Article:

########################################

Best damn Guardian piece ever: This is a news website article about a scientific paper

In the standfirst I will make a fairly obvious pun about the subject matter before posing an inane question I have no intention of really answering: is this an important scientific finding?

In this paragraph I will state the main claim that the research makes, making appropriate use of “scare quotes” to ensure that it’s clear that I have no opinion about this research whatsoever.

In this paragraph I will briefly (because no paragraph should be more than one line) state which existing scientific ideas this new research “challenges”.

Oh, this Guardian piece is just too damn good not to reprint in its entirety.  If the Brits had The Onion, Martin Robbins of The Lay Scientist would be their science reporter.  His generic science story continues:

If the research is about a potential cure, or a solution to a problem, this paragraph will describe how it will raise hopes for a group of sufferers or victims.  This paragraph elaborates on the claim, adding weasel-words like “the scientists say” to shift responsibility for establishing the likely truth or accuracy of the research findings on to absolutely anybody else but me, the journalist.

########################################

Records:
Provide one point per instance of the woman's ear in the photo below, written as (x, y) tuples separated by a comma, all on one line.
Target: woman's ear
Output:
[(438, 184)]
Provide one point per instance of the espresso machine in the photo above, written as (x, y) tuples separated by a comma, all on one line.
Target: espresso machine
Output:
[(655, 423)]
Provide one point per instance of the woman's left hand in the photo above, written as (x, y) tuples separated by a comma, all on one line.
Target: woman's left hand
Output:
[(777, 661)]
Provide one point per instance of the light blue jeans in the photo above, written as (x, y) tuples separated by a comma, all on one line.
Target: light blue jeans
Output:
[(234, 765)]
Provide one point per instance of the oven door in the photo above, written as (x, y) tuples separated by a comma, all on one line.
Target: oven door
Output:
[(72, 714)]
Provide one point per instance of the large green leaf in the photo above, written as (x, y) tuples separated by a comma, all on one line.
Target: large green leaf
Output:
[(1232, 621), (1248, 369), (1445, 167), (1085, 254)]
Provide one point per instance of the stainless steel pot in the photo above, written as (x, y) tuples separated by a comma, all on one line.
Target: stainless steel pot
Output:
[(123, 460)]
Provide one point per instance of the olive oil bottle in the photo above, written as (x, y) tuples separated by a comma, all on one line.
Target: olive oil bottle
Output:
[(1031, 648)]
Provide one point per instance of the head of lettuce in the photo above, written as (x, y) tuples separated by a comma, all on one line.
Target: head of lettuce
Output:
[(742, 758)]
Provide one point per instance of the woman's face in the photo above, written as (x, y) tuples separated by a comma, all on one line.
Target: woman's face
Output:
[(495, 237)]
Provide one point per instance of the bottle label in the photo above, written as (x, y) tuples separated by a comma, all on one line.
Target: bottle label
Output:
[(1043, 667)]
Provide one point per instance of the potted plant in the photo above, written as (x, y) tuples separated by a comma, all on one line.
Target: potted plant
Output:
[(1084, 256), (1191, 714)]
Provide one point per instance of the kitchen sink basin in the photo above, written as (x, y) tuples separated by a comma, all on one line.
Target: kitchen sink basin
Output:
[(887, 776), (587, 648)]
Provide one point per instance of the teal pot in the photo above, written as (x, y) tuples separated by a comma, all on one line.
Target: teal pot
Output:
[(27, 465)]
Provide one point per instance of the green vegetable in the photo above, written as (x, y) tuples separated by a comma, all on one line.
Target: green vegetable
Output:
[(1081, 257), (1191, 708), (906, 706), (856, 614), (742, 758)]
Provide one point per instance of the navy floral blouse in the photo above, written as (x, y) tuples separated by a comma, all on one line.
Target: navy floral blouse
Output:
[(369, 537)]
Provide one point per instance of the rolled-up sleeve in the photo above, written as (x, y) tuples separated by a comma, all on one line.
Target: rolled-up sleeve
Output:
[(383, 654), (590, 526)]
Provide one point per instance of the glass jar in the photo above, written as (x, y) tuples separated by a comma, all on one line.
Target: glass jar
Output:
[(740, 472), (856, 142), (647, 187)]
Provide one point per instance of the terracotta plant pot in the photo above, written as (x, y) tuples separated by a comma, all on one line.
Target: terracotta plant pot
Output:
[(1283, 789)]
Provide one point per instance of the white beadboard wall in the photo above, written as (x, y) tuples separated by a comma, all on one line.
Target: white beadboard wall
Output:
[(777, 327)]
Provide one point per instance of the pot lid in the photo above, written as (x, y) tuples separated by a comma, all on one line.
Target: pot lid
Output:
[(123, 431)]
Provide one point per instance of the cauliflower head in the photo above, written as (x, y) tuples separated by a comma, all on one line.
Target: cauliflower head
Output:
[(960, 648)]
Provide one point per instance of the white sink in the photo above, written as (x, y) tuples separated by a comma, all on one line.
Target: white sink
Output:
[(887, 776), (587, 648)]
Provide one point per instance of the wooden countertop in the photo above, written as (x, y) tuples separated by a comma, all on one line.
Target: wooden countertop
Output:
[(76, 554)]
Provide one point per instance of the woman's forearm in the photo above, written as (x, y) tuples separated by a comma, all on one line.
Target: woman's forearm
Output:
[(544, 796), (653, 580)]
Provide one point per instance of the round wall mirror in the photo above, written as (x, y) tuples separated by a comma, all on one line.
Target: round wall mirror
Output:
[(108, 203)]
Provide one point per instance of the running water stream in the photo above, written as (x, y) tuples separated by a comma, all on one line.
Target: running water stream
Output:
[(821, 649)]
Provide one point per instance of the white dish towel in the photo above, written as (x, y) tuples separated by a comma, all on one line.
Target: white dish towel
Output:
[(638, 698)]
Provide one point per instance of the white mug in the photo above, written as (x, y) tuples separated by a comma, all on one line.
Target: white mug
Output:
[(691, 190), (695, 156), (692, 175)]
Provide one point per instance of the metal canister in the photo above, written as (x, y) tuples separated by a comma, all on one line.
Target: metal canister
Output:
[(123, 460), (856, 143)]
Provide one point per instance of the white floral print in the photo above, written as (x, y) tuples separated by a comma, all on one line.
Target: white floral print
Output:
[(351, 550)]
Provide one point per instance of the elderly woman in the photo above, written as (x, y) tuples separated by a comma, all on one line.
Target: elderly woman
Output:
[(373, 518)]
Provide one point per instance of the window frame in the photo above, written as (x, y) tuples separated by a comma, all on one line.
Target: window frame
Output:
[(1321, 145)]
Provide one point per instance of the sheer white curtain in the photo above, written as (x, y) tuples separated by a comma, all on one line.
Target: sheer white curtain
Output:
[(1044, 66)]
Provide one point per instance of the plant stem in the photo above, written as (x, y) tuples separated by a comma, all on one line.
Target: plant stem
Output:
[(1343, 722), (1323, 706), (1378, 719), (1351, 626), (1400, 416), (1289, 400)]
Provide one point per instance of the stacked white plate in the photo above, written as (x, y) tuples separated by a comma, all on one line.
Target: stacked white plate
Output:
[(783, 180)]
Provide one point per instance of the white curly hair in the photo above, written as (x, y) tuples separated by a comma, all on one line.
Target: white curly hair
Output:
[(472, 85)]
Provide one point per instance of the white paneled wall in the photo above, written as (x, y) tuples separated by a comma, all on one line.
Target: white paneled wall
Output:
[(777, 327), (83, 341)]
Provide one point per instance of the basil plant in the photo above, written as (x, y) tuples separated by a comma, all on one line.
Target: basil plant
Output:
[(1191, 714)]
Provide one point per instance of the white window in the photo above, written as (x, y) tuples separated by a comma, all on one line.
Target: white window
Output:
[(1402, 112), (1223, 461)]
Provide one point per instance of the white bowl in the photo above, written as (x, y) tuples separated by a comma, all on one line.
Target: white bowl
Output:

########################################

Stated exercise 1: In the post about the Guardian parody of science news stories, who is named as the author of that piece?
Stated exercise 2: Please continue the post about the Guardian parody of science news stories, picking up right after its final sentence and keeping the same mock-journalist voice.

Final answer 1: Martin Robbins of The Lay Scientist.

Final answer 2:
In this paragraph I will state in which journal the research will be published. I won’t provide a link because either a) the concept of adding links to web pages is alien to the editors, b) I can’t be bothered, or c) the journal inexplicably set the embargo on the press release to expire before the paper was actually published.

“Basically, this is a brief soundbite,” the scientist will say, from a department and university that I will give brief credit to. “The existing science is a bit dodgy, whereas my conclusion seems bang on” she or he will continue.

I will then briefly state how many years the scientist spent leading the study, to reinforce the fact that this is a serious study and worthy of being published by the BBC the website.

This is a sub-heading that gives the impression I am about to add useful context.

Here I will state that whatever was being researched was first discovered in some year, presenting a vague timeline in a token gesture toward establishing context for the reader.

To pad out this section I will include a variety of inane facts about the subject of the research that I gathered by Googling the topic and reading the Wikipedia article that appeared as the first link.

I will preface them with “it is believed” or “scientists think” to avoid giving the impression of passing any sort of personal judgement on even the most inane facts.

This fragment will be put on its own line for no obvious reason.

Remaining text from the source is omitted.